* Task statement *
Your answer should be every line with the word "closet", copied from the data below.

* Entries provided *
╭──

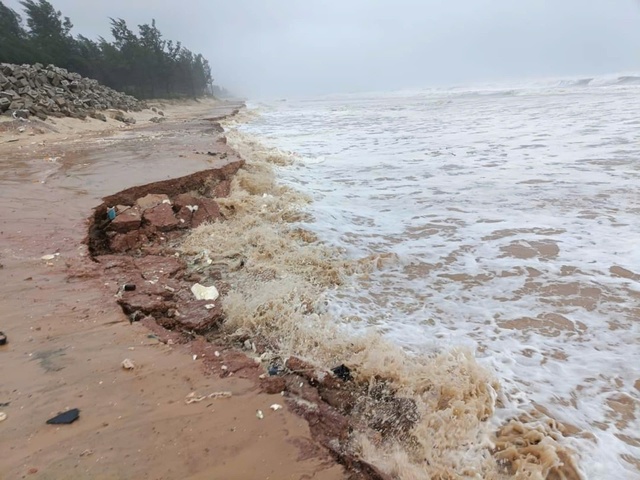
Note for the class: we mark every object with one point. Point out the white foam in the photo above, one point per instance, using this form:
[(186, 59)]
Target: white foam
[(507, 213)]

╰──
╭──

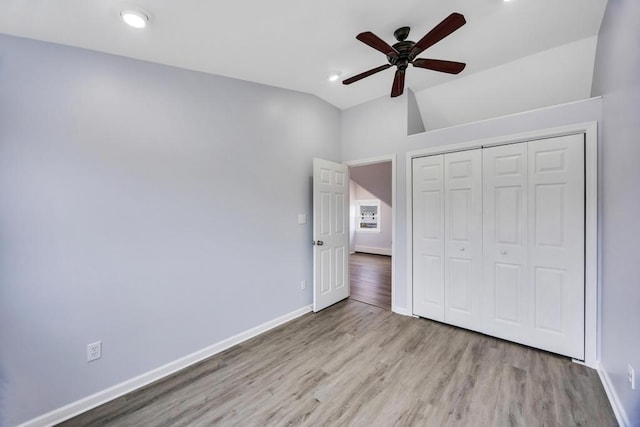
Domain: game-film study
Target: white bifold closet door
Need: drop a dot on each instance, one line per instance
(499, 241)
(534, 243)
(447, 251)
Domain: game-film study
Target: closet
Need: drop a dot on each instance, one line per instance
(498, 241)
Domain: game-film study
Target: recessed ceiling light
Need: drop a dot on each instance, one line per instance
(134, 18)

╰──

* Completed exercise *
Target: white bifold closet door
Target: closet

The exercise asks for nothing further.